And no...I can't live up to the prowess of Bill Cosby...what a loser I am.

Would you like to compare my writing skills to Faulkner or Nabokov as well?

KamaAina said...

Jack Strain, of "Chee Wee hairdo" fame (or at least notoriety), is the sheriff of St. Tammany Parish, not Chalmette.

Then again, half of St. Bernard Parish (literally) seems to have resettled over there...

Clancy DuBos said...

Killer post, Dambala. I spoke to the IOP tonight and was really uplifted by the YOUNG African-American professionals who have just had it with Nagin and the politics of race. The next citywide elections will determine whether New Orleans survives as a city. I remain optimistic because of our people, all of them, not because of our politicians.

Jeffrey said...

That's some good stuff, Dambala.

Puddinhead said...

Bravo, Dambala. I'm a white New Orleanian of Spanish, English, German, and who knows what else heritage--my father's family came to NOLA from the Balearic Islands via Havana in the 1850's (the original "immigrant" is in St. Roch cemetary) from a town where there've been found signs of the Phoenician culture, so maybe I'm one of those rare Phoenician-Americans. I grew up in the Ninth Ward playing a lot of playground basketball, and some of my black teammates were already cluing me in at 12 or 13 years of age that African-American New Orleanians were no more a homogenous group than were white New Orleanians. Many a fair-skinned 7th Ward Creole emphasized that they shared very little culturally with the guy at the side of the court trying to sell stereos out of the trunk of his car, for example.

I've long held pretty much the same opinion on race as you've laid out here, although I've never been able to explain myself quite so succintly.

As for the first Anonymous...obviously you don't need me to come to your defense, Dambala, but I will say this--the points he's put forward here are usually offered by those who find more of a need to fix blame rather than to address problems. Thrilled to quote Cosby when he emphasizes the self-inflicted ills in the black community. Probably not as thrilled to explore reasons behind some of those ills. The kind of guy who tells the fourth-generation alcoholic to "just stop drinking".

mominem said...

Great post. My thinking is along similar lines.

Joe Longo said...

Dataset records →
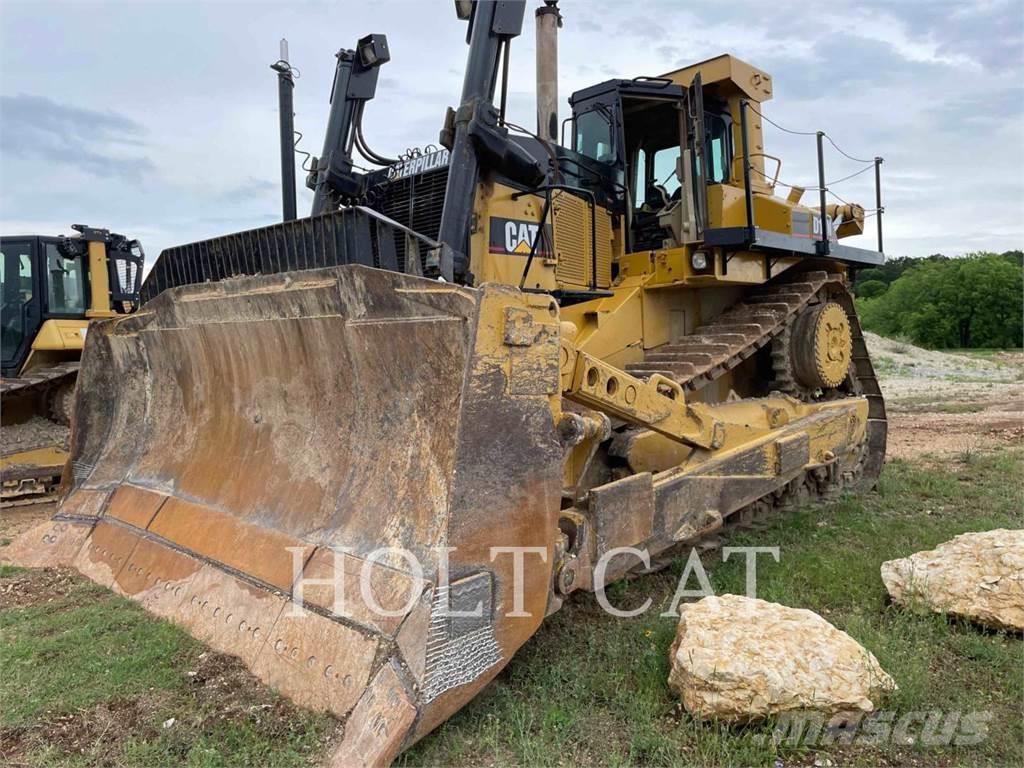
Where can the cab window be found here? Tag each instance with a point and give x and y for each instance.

==

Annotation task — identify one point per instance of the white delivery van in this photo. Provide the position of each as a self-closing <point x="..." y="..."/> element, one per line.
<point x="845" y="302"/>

Exercises to complete →
A) Shorten the paragraph in the comment thread that starts "Killer post, Dambala." into a short bulleted list that keeps its main points.
B) Write the next part of the comment thread, picking up after its last line.
The material has nothing to do with the comment thread.

Solved tasks →
A)
- Calls Dambala's post a killer post.
- Spoke to the IOP tonight and felt uplifted by young African-American professionals who are fed up with Nagin and the politics of race.
- Says the next citywide elections will decide whether New Orleans survives as a city.
- Stays hopeful because of the city's people, all of them, not its politicians.

B)
All fair enough, but it's also true that the priorities of city governance (appointments, appropriations, contracts, etc) are going to shift drastically as the post-K voting demographic churns out non-black elected officials. Will they consciously act against the interests of the black community? Perhaps not, but one certainly has the right to feel apprehensive about the very real power shift that has taken place since '06.

Dambala said...

- Perhaps not, but one certainly has the right to feel apprehensive about the very real power shift that has taken place since '06.

I guess if you look at it purely in terms of race...yeah....you certainly have that right. But if you think Nagin has had the African-American community's best interest at heart, or for that matter Gill-Pratt....I think you should take a harder look. I think Mitch Landrieu would have served the N.O. African-American interests much more so than Nagin has.

I don't know...I still can't justify anyone voting simply along racial lines.

John Lawson said...

I have to concur with Mr Longo.
There is a systematic genocide going on in New Orleans that started long before Katrina, ie moving folks out to Nawlins East, that is now in full force once again.
The politicians are merely politicians, regardless of party, controlled by the power elite, who, like most other city in the United States,(Baton Rouge is a classic example) want their cities lived in by high tax paying individuals.
The race card just as the violence card serves all parties both black and white.

Anonymous said...

An extraordinary commentary on an exhausting subject.
It seems so hard to escape but you nailed it with culture. Bravo.

Puddinhead said...

"Systematic genocide"????

Overly dramatic, much?? Yeah, I was at the Lowe's on Read Tuesday, and they were just saying how it's just like Darfur out there.....

Angelique said...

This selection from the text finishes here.